Input for this task
════════════════
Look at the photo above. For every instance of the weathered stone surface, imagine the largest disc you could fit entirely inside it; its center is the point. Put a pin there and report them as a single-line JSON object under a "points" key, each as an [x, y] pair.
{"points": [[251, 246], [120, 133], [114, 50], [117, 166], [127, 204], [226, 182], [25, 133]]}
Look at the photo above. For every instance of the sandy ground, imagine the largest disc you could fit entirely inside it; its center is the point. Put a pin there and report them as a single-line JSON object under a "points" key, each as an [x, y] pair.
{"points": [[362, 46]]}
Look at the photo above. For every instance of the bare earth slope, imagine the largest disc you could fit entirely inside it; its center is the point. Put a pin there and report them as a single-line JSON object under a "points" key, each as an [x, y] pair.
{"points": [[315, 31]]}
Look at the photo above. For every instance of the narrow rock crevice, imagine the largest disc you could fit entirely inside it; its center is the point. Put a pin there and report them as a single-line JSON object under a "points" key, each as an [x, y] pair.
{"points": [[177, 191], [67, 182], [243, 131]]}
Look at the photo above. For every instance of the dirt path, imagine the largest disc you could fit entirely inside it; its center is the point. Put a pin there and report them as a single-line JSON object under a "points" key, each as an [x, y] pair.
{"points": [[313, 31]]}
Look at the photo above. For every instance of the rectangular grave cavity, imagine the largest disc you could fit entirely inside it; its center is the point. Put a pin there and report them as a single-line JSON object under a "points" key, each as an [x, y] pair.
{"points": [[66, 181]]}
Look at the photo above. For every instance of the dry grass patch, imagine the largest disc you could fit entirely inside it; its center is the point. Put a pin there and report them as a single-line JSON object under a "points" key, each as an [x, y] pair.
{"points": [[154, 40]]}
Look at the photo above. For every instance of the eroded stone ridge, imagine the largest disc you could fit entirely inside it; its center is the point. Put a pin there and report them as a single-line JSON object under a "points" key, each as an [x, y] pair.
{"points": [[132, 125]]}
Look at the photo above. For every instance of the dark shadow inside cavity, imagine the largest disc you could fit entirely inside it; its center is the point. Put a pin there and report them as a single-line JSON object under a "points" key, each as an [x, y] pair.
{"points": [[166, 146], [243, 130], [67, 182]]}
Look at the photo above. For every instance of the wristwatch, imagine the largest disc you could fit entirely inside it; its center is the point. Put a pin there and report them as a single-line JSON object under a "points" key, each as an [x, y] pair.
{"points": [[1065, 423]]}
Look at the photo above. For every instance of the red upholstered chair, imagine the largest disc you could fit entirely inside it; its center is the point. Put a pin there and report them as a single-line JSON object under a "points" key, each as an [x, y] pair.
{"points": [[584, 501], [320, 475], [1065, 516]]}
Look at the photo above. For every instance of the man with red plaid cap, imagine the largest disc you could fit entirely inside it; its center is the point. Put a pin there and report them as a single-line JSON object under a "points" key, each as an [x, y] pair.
════════════════
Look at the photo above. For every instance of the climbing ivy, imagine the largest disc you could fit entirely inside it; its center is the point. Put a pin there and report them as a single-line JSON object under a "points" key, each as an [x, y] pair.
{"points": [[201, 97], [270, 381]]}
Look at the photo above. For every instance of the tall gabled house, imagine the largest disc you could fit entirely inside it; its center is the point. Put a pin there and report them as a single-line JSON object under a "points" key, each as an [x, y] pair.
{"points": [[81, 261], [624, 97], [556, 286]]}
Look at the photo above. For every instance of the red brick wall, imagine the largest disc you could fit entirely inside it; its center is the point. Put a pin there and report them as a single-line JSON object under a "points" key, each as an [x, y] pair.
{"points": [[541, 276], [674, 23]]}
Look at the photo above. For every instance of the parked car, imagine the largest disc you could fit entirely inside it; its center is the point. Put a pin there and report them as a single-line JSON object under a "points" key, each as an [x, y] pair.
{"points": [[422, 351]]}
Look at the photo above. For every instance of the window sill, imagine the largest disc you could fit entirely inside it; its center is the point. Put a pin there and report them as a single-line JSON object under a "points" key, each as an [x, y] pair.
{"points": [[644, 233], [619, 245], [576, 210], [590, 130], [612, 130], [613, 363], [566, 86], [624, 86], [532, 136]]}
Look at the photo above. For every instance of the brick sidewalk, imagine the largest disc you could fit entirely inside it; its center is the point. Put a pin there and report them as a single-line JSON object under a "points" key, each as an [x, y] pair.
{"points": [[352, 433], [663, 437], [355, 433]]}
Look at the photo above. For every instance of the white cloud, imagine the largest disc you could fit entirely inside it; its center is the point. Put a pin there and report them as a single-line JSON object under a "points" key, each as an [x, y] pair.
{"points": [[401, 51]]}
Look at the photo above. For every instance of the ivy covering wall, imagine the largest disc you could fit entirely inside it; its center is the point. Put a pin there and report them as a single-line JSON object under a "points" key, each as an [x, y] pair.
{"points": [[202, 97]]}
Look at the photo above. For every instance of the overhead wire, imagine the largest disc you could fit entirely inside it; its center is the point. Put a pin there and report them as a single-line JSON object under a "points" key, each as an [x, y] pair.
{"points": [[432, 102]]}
════════════════
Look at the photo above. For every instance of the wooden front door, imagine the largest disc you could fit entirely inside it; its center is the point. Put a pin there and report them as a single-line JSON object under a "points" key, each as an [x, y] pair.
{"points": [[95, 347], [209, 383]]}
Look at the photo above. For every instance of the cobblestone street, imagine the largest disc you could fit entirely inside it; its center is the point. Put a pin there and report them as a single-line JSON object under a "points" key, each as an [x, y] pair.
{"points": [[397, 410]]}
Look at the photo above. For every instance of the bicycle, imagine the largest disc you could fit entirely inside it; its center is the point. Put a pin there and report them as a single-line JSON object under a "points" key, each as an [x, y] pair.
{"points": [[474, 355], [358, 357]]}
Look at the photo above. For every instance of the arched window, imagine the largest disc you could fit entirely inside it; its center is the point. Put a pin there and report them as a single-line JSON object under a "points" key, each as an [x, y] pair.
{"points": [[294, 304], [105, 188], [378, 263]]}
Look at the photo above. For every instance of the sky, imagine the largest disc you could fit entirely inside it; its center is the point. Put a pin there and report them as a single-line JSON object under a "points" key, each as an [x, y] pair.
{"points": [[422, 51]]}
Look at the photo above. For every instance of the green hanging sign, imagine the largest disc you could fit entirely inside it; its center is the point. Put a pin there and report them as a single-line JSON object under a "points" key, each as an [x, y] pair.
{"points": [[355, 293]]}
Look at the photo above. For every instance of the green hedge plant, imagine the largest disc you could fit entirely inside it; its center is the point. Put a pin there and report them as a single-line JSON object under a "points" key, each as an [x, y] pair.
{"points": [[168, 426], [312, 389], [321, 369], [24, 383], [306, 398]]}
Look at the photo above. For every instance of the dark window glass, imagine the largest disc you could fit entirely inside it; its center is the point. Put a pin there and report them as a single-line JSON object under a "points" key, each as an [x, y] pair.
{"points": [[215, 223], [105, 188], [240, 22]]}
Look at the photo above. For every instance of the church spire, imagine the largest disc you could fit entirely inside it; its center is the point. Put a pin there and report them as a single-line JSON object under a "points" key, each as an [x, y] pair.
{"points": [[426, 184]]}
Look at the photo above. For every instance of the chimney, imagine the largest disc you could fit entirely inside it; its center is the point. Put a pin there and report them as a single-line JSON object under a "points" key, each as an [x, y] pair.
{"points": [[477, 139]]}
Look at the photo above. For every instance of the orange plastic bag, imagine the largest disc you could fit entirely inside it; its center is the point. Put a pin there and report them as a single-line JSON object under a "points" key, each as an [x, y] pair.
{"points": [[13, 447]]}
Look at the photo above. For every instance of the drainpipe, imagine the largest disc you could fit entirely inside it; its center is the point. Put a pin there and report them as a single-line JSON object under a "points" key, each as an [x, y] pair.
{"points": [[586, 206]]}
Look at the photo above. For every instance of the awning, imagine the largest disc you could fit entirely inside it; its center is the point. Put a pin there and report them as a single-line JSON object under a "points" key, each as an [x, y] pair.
════════════════
Problem to solve
Would you please copy exactly the part of the entries above that begins at the line containing "the red upholstered" and ends at the line containing "Look at the photo above. For every instance of the man", both lines included?

Solution to the problem
Look at the photo above. For every instance of the red upholstered chair, imagine the largest disc you could fit entirely inside it; its center is the point. Put a pin there and report them as a single-line JSON object under a "points" key, each as an [x, y] pair.
{"points": [[584, 501], [320, 475], [1065, 516]]}
Look at the photo above. For every instance of the man with red plaid cap, imagine the largest disc you could fit entirely inside it; its center is the point. Put a pin there and report them as a single-line JSON object under a "points" key, each as an [x, y] pair.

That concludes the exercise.